_Entries supplied_
···
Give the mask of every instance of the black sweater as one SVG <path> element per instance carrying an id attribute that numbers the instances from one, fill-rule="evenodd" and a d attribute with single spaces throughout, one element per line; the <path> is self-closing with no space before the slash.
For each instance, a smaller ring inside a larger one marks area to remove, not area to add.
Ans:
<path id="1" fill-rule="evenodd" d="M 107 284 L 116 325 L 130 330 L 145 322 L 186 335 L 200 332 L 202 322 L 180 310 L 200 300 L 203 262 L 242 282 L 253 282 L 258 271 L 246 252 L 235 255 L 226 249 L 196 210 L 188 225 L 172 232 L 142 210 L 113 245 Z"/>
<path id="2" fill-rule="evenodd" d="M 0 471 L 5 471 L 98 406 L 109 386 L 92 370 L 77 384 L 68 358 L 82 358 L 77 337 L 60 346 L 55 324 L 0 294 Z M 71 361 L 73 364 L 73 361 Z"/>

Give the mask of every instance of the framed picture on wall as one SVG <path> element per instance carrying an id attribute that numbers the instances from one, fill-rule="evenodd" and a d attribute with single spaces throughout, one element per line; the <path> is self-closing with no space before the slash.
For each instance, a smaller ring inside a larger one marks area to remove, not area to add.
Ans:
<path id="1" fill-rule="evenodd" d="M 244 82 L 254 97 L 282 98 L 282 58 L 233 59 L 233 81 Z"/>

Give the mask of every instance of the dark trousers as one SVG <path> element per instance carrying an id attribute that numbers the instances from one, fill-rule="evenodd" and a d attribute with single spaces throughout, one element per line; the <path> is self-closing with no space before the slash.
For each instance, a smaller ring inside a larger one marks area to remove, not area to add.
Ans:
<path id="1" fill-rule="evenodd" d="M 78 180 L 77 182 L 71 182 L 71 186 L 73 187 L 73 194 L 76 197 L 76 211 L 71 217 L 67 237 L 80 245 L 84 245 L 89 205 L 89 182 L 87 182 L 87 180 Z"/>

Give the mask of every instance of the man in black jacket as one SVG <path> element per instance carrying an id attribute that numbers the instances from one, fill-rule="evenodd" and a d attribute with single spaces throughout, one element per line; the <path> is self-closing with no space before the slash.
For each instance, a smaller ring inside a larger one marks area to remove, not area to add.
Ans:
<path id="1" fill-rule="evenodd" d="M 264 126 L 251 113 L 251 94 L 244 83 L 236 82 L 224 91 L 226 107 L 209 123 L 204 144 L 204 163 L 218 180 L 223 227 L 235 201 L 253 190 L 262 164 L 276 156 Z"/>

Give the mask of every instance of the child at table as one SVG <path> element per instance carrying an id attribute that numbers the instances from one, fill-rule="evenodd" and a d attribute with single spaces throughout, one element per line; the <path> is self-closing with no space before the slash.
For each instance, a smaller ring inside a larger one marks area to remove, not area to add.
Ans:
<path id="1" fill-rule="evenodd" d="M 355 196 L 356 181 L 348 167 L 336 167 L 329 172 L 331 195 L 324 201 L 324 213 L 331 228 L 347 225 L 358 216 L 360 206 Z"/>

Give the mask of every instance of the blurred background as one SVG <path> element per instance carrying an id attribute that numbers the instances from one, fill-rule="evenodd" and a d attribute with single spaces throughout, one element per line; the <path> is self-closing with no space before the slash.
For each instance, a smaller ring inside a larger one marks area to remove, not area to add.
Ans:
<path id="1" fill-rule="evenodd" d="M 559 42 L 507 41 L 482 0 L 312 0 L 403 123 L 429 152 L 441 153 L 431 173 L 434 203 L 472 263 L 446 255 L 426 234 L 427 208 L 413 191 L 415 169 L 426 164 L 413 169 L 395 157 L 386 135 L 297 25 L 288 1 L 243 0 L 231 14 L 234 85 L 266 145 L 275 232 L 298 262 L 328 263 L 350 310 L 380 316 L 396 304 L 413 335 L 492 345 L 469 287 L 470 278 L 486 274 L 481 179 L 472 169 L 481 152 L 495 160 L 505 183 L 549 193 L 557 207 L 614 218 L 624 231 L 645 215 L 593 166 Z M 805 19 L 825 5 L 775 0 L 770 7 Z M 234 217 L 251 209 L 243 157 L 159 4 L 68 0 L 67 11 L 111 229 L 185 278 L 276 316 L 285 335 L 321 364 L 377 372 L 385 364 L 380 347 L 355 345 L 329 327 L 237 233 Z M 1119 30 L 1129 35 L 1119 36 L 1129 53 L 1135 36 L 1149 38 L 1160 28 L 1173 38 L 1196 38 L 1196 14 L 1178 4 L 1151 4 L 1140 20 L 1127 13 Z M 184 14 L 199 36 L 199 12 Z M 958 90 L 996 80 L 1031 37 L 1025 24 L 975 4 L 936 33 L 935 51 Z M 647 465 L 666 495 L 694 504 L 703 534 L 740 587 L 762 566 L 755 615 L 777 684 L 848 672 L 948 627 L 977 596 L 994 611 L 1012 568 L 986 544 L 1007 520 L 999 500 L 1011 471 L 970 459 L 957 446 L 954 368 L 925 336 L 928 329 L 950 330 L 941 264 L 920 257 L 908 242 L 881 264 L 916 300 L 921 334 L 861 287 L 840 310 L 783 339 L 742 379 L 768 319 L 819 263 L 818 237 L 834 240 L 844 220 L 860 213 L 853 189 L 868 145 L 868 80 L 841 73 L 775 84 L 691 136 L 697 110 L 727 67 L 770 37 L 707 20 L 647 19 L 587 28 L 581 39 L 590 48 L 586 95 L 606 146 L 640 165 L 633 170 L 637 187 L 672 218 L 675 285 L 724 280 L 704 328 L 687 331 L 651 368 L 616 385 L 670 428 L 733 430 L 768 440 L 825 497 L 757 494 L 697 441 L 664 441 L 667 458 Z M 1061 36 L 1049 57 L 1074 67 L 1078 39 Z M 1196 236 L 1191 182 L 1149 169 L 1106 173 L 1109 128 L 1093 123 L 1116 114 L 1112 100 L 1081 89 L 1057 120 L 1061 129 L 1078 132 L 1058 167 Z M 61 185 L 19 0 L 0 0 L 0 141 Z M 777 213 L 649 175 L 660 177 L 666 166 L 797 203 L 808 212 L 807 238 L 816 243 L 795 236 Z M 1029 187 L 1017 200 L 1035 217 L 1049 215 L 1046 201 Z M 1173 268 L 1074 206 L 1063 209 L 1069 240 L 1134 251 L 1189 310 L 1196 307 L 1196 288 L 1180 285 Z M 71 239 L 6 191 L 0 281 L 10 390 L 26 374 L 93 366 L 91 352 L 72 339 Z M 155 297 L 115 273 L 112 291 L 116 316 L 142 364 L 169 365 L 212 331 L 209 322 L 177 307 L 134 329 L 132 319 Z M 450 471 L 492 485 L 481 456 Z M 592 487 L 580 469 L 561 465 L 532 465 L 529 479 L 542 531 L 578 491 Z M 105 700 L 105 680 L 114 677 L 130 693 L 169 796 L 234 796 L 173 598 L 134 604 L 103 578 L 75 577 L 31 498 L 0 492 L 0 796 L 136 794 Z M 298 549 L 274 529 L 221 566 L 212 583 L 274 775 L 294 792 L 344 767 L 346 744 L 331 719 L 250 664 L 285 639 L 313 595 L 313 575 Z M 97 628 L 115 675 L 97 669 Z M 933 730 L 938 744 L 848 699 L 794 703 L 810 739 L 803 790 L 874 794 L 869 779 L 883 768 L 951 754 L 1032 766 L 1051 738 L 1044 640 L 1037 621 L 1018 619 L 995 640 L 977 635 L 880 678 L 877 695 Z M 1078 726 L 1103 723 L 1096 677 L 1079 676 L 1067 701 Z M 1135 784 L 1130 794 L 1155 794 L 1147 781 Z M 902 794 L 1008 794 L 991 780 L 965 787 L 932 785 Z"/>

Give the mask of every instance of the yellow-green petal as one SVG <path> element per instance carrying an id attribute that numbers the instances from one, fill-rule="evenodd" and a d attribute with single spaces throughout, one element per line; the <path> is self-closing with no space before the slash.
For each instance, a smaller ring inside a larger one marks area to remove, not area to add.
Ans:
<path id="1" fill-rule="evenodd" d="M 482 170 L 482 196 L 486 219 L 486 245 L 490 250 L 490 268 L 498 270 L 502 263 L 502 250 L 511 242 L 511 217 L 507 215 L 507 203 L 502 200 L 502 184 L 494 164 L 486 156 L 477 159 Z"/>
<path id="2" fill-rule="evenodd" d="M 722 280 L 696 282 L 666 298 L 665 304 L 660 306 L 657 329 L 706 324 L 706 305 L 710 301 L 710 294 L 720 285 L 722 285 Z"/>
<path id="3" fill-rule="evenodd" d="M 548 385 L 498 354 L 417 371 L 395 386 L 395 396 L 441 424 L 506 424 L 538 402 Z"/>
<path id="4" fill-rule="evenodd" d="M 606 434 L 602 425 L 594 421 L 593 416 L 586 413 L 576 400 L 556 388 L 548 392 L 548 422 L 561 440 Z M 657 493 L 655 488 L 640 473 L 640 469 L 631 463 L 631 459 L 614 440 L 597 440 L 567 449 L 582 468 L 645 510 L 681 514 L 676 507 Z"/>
···
_Requirement_
Reproduce everything from the line containing "Give the mask of every instance of the man" down to the line containing "355 196 L 356", including both of those lines, character for character.

_Task answer_
Give the mask of every instance of the man in black jacket as one SVG <path> element per instance carrying an id attribute that numbers the instances from one, fill-rule="evenodd" and a d attribute with single spaces throughout, one element per line; the <path> is self-closing with no space before the slash.
For each instance, a smaller ring inside a larger one marks area to remove, not area to add.
Ans:
<path id="1" fill-rule="evenodd" d="M 264 126 L 251 113 L 251 94 L 244 83 L 236 82 L 224 91 L 226 107 L 209 123 L 204 144 L 204 163 L 218 180 L 223 227 L 235 201 L 253 190 L 262 164 L 276 156 Z"/>

Give the mask of every instance of the child at table as one SVG <path> element per instance carrying an id attribute that numbers the instances from one, fill-rule="evenodd" and a d attribute with single spaces throughout, one element per line; the <path> is self-closing with no space before the slash.
For each instance, a smaller ring inside a larger one marks area to remove, not area to add.
Ans:
<path id="1" fill-rule="evenodd" d="M 355 196 L 356 181 L 348 167 L 336 167 L 329 172 L 331 195 L 324 201 L 324 213 L 331 228 L 347 225 L 358 216 L 360 206 Z"/>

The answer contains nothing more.